> **TEXT PASSAGE**
***
Unifying data on protein abundance
October 1st, 2020, by Heidi Tran
Scientific research is about investigating a new question or idea, either by primary research or collating and analyzing secondary data. A big obstacle for the latter is that studies from different groups often use different methods or units to study and report similar outcomes, which can make it difficult to collate findings, perform analyses, and draw valid conclusions.
A 2017 study by Ho et al. attempted to rectify this issue by unifying findings from studies that had used different methods and units to study and report protein abundance. The authors found 19 studies that had quantified protein abundance in yeast, a type of microorganism that is widely used in biomedical research, when the yeast were in normal conditions and when they were under stress. They used statistical analyses and data processing methods to convert these disparate results into a single unit of measure – molecules per cell. Their goal was to improve comparability for future analyses, both their own and others’.
Examining 5702 proteins – 97% of the yeast proteome – the researchers found that the number of yeast proteins varied according to their function, with the most abundant proteins playing roles in cell growth and development. While the number of molecules of each protein type ranged from as few as 5 to as many as 1.3 million molecules per cell, two-thirds of the proteins were expressed at 1000–5000 molecules, which, according to the researchers, suggests “that it is rare for proteins to be present at very high or very low copy numbers”.
The researchers also compared results obtained using mass spectrometry methods and fluorescence-tagging, which differ in sensitivity. They found that most proteins (95%) were not affected by the presence of fluorescent tags, a finding that is sure to please the many researchers who use this common method to examine protein distribution and levels.
The researchers confirmed that the number of proteins changed (increased or decreased) under normal versus stress conditions, and concluded that the unified data will be a “useful resource for further analysis of the dynamic regulation of the proteome”.
This study is an example of how “novel” research can arise from collating the findings of previously published studies. While stand-alone novel research is always needed, studies that combine data on what is already known about a particular subject also play an important role in progressing scientific research.
***
> **SUPPLIED MATERIAL**
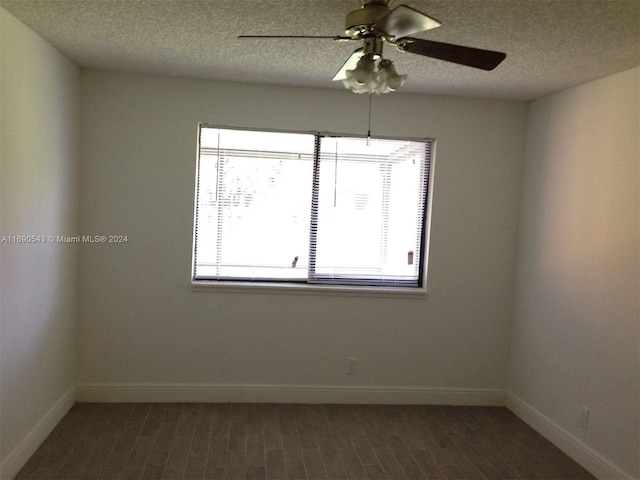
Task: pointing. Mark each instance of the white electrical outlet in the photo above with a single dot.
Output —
(584, 417)
(352, 366)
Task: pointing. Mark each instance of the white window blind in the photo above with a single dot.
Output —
(368, 227)
(297, 207)
(253, 205)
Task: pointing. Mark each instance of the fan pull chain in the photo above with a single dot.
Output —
(369, 125)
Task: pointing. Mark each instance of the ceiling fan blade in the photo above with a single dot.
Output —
(403, 21)
(471, 57)
(350, 64)
(334, 37)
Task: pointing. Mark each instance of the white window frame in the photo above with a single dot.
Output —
(309, 285)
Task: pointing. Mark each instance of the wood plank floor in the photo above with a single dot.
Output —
(276, 441)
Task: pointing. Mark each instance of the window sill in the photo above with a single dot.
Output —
(306, 289)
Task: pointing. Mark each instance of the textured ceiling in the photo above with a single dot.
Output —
(550, 44)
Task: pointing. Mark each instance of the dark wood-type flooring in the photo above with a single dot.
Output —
(281, 441)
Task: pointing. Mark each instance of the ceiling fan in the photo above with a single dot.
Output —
(375, 23)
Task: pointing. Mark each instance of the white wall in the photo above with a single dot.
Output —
(38, 196)
(141, 325)
(575, 329)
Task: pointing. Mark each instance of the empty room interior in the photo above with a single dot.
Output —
(524, 288)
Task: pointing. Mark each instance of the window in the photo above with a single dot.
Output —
(310, 208)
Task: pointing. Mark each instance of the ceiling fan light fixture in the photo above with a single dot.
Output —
(364, 72)
(365, 78)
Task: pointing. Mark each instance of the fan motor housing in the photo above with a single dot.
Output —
(359, 22)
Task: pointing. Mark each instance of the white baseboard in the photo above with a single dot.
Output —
(575, 448)
(147, 392)
(13, 462)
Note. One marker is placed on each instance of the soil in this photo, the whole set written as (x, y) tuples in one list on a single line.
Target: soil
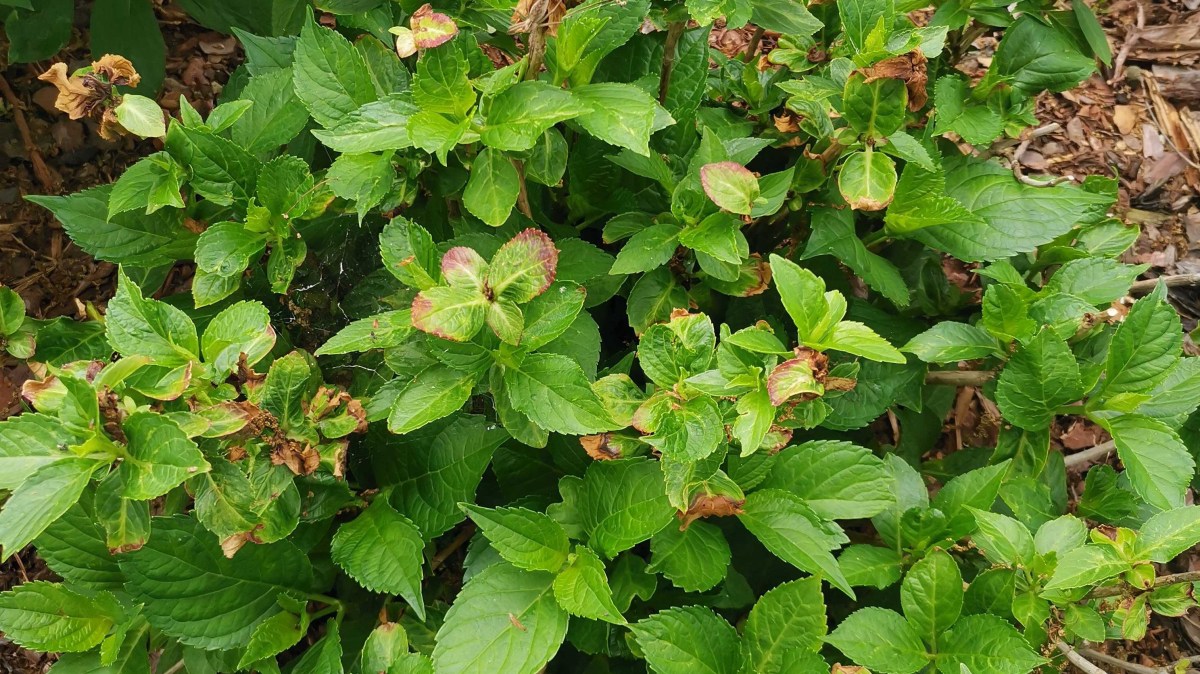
[(1133, 120)]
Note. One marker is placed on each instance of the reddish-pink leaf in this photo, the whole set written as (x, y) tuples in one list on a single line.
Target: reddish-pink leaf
[(431, 28), (730, 186), (523, 268), (463, 268), (450, 313), (792, 378)]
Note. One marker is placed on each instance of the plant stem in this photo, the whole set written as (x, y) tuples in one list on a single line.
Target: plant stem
[(1079, 660), (875, 238), (1132, 666), (327, 600), (457, 542), (675, 30), (753, 46), (1173, 281), (960, 377), (1090, 455), (1161, 582)]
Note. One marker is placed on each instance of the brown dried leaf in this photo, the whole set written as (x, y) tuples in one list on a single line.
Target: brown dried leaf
[(909, 67)]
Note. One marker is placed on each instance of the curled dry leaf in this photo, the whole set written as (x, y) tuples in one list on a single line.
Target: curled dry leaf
[(709, 505), (431, 29), (911, 68)]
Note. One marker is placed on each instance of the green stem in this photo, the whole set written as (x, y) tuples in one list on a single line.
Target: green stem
[(675, 29), (327, 600), (875, 238), (1161, 582)]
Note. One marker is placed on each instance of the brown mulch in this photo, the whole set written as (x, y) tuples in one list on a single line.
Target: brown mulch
[(1135, 121)]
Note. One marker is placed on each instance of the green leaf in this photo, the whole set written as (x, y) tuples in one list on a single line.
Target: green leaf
[(363, 179), (1003, 540), (433, 392), (868, 180), (1169, 534), (553, 392), (240, 330), (875, 109), (129, 238), (957, 110), (383, 552), (1013, 217), (379, 331), (793, 533), (1086, 566), (1145, 347), (870, 566), (126, 522), (222, 170), (803, 295), (1035, 56), (141, 116), (931, 595), (233, 505), (192, 593), (582, 588), (921, 200), (409, 253), (274, 636), (375, 127), (523, 268), (787, 618), (504, 621), (647, 250), (687, 641), (833, 234), (1097, 281), (325, 656), (880, 639), (695, 559), (861, 341), (75, 548), (952, 342), (227, 248), (449, 313), (523, 537), (1006, 313), (786, 17), (492, 188), (41, 499), (149, 185), (330, 76), (48, 617), (985, 643), (1092, 31), (442, 84), (12, 311), (277, 115), (622, 503), (550, 316), (160, 456), (1156, 461), (730, 186), (436, 468), (1041, 377), (521, 115), (838, 480), (622, 115), (30, 441)]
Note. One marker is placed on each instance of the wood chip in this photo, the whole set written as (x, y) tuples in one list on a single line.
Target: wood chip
[(1126, 118)]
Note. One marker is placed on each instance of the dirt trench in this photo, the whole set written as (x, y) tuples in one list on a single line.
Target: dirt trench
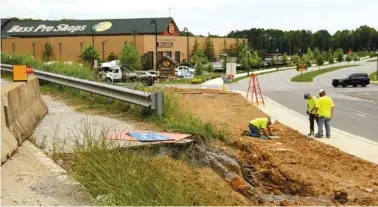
[(242, 177)]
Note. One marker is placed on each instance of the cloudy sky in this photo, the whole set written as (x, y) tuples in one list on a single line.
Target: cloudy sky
[(214, 16)]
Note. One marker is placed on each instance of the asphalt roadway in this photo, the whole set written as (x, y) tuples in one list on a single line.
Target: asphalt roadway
[(356, 109)]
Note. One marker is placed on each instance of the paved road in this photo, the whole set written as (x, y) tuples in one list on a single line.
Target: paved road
[(356, 108)]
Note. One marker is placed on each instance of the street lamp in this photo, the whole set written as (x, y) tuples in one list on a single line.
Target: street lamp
[(33, 49), (277, 58), (103, 50), (153, 23), (135, 33), (187, 44), (92, 30), (376, 75)]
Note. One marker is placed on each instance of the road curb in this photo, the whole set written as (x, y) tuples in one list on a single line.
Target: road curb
[(344, 141)]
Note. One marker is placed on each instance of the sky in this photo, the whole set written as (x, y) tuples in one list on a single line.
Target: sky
[(209, 16)]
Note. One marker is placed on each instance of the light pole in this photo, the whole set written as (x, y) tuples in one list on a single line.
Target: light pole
[(153, 23), (103, 50), (135, 33), (92, 30), (376, 74), (277, 58), (33, 49), (187, 44)]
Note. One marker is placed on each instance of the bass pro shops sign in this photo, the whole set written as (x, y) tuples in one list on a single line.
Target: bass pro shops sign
[(46, 28)]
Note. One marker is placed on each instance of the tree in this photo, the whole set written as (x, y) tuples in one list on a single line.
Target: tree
[(129, 56), (310, 55), (90, 54), (284, 59), (209, 49), (200, 61), (340, 55), (356, 57), (319, 60), (195, 47), (348, 58), (111, 57), (331, 59), (272, 62), (316, 53), (47, 53)]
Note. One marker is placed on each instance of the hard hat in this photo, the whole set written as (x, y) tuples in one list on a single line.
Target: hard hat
[(306, 95), (272, 120)]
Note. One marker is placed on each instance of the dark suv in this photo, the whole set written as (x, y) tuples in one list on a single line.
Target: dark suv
[(354, 80)]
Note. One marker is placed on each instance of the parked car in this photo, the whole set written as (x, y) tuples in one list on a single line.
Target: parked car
[(354, 80)]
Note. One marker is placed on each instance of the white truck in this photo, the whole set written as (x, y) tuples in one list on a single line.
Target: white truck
[(113, 72)]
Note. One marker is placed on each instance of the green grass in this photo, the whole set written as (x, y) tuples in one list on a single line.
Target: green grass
[(375, 60), (76, 70), (309, 76), (201, 78), (140, 176), (372, 76), (175, 118), (247, 76)]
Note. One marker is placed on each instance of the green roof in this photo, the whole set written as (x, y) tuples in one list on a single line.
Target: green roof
[(84, 27)]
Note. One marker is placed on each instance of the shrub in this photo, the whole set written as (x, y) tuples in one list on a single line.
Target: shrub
[(89, 55), (210, 68), (129, 56), (197, 81), (112, 57), (47, 54), (70, 69)]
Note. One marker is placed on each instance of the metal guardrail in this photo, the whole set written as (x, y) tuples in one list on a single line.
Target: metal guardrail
[(153, 101)]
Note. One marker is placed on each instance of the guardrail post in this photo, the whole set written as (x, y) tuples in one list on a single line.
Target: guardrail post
[(160, 103)]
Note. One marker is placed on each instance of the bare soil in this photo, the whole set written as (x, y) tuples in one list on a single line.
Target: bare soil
[(291, 165)]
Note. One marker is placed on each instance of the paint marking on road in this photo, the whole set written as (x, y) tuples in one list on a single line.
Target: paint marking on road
[(359, 114)]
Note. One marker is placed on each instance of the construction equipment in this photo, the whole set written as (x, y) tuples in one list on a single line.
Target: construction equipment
[(255, 90)]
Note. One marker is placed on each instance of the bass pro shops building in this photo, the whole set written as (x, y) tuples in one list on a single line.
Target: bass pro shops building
[(68, 38)]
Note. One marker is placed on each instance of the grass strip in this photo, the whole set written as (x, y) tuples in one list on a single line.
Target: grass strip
[(247, 76), (309, 76)]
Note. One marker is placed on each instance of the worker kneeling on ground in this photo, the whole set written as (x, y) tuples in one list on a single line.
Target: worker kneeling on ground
[(261, 124)]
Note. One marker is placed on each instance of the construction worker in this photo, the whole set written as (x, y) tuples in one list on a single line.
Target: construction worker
[(324, 109), (311, 101), (263, 124)]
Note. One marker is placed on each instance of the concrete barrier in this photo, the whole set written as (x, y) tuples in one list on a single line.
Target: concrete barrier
[(24, 108), (8, 141)]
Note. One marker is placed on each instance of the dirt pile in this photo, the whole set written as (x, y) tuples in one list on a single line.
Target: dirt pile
[(293, 165)]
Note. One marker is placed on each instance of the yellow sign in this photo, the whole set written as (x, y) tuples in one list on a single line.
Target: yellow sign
[(171, 28), (102, 26), (20, 73), (166, 63)]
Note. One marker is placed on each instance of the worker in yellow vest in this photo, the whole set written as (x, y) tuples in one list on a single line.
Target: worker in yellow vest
[(311, 102), (258, 124), (324, 108)]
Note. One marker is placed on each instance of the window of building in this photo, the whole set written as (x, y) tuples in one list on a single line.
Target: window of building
[(160, 56), (168, 53), (149, 64), (177, 56)]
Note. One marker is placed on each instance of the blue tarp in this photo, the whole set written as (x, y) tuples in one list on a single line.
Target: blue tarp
[(149, 136)]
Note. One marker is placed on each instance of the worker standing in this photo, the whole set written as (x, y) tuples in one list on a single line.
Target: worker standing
[(324, 109), (311, 102), (258, 124)]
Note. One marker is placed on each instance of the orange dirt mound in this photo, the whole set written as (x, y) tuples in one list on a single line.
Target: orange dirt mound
[(292, 164)]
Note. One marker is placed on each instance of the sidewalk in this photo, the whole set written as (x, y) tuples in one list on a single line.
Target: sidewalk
[(31, 178), (349, 143), (219, 81)]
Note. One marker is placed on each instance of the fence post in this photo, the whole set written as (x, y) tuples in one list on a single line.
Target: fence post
[(160, 103)]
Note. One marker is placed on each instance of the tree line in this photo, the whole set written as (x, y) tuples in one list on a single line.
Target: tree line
[(297, 41)]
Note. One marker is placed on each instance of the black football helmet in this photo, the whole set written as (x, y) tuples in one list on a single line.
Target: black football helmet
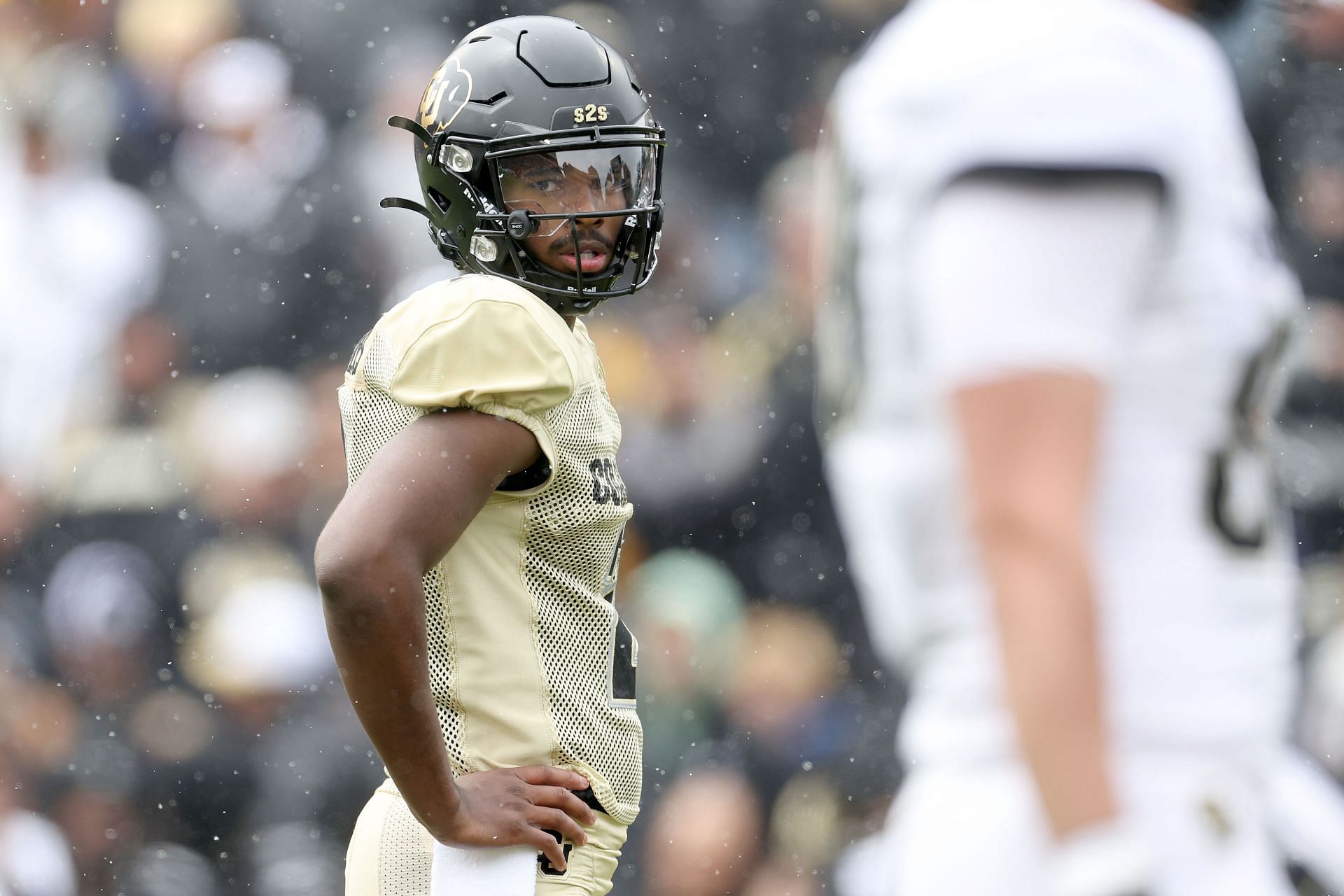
[(533, 128), (1215, 10)]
***
> **WHAT IS EXPECTED**
Extract the passage of the protein abundance article word for word, starting with "The researchers also" and going on through "distribution and levels.".

> **OUTPUT OF THE TASK**
The researchers also compared results obtained using mass spectrometry methods and fluorescence-tagging, which differ in sensitivity. They found that most proteins (95%) were not affected by the presence of fluorescent tags, a finding that is sure to please the many researchers who use this common method to examine protein distribution and levels.